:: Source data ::
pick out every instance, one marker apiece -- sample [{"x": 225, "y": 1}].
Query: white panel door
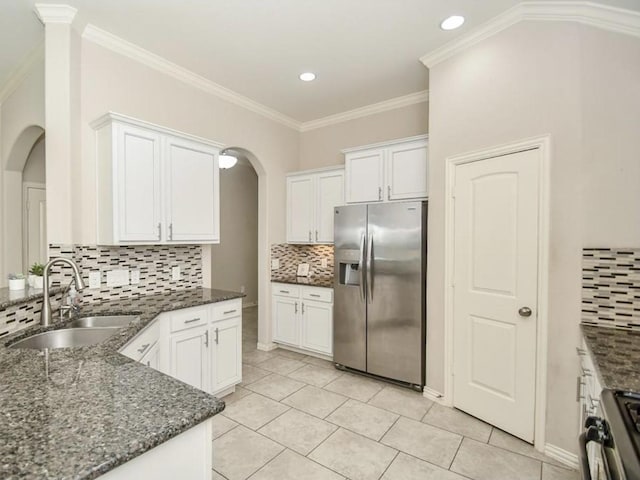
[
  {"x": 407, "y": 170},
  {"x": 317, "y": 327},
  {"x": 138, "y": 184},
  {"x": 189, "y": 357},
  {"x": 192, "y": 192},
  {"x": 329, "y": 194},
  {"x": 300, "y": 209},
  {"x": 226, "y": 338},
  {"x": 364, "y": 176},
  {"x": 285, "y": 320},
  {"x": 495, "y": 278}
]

==

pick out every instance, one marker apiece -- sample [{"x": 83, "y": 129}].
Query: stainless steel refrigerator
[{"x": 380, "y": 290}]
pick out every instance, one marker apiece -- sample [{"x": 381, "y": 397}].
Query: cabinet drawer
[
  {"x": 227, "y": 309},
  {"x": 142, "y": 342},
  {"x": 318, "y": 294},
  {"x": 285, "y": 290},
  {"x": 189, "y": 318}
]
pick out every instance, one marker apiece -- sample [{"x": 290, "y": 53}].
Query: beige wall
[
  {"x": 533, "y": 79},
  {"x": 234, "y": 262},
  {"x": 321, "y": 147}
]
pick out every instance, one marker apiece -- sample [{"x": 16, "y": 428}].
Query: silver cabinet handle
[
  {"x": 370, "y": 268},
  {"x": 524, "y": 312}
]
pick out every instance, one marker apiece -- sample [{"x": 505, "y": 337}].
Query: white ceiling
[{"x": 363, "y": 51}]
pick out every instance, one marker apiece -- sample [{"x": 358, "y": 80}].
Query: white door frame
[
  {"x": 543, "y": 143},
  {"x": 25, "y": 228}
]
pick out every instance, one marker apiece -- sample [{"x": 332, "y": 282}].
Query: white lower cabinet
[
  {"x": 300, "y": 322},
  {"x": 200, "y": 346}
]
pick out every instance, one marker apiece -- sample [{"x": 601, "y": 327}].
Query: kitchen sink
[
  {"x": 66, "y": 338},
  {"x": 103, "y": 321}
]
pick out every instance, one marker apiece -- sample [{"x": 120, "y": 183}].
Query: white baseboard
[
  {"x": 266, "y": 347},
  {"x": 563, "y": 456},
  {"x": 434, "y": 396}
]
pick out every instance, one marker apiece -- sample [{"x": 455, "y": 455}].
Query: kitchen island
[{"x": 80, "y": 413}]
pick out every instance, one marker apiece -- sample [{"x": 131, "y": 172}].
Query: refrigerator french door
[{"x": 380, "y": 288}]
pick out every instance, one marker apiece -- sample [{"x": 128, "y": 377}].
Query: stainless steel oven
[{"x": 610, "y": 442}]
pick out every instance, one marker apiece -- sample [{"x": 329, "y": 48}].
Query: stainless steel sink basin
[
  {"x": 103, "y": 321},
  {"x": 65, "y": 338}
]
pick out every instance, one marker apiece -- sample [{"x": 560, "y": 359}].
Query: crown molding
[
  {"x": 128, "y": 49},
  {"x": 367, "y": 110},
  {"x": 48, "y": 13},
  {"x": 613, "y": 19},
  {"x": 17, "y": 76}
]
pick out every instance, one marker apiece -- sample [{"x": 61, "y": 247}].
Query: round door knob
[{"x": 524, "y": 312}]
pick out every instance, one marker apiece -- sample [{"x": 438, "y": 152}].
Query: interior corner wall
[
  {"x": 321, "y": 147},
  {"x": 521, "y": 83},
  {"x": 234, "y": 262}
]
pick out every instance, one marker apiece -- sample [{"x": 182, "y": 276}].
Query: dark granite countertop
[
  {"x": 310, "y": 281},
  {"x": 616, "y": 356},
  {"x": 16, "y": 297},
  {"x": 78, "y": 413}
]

---

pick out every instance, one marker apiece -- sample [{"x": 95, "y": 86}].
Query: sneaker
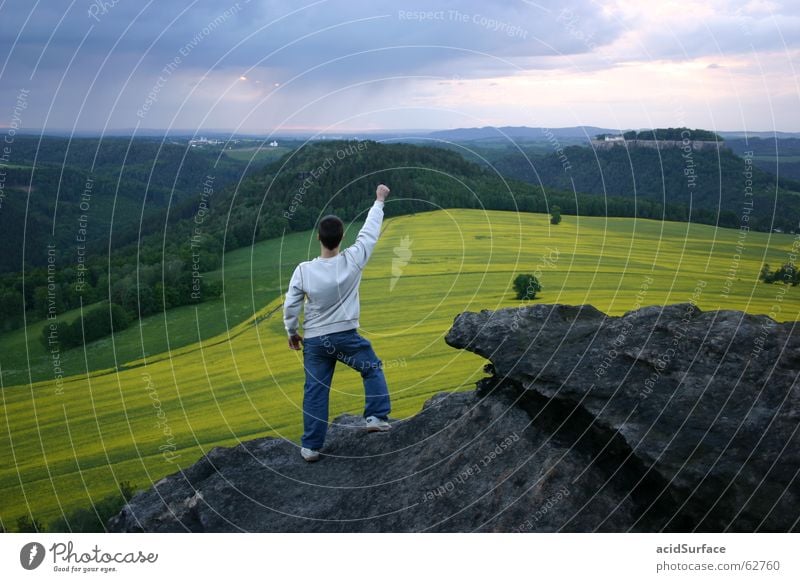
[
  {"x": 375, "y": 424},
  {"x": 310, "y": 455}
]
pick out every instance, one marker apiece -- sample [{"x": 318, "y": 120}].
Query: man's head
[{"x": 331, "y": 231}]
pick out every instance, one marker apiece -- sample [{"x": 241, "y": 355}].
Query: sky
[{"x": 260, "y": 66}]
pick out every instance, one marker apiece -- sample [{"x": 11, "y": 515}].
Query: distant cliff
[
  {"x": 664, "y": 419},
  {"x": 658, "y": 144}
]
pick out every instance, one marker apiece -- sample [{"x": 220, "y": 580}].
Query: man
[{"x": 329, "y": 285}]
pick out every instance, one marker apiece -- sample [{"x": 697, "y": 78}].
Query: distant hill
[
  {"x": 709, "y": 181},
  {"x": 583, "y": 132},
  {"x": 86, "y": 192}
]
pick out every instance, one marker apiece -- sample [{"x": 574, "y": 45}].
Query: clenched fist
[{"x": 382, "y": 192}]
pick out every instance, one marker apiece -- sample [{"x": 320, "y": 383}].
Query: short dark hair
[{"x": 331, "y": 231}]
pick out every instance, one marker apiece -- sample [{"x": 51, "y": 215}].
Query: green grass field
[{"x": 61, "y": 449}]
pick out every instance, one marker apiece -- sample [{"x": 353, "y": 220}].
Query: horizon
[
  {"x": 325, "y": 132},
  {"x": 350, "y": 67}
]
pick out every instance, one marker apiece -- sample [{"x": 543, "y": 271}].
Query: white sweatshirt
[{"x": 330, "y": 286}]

:: Task objective ::
Extract every line of the data above that contains the word "door". Case counts, so a capitalized form doesn't match.

:: Problem solution ::
Query: white panel door
Query: white door frame
Query: refrigerator french door
Query: round door knob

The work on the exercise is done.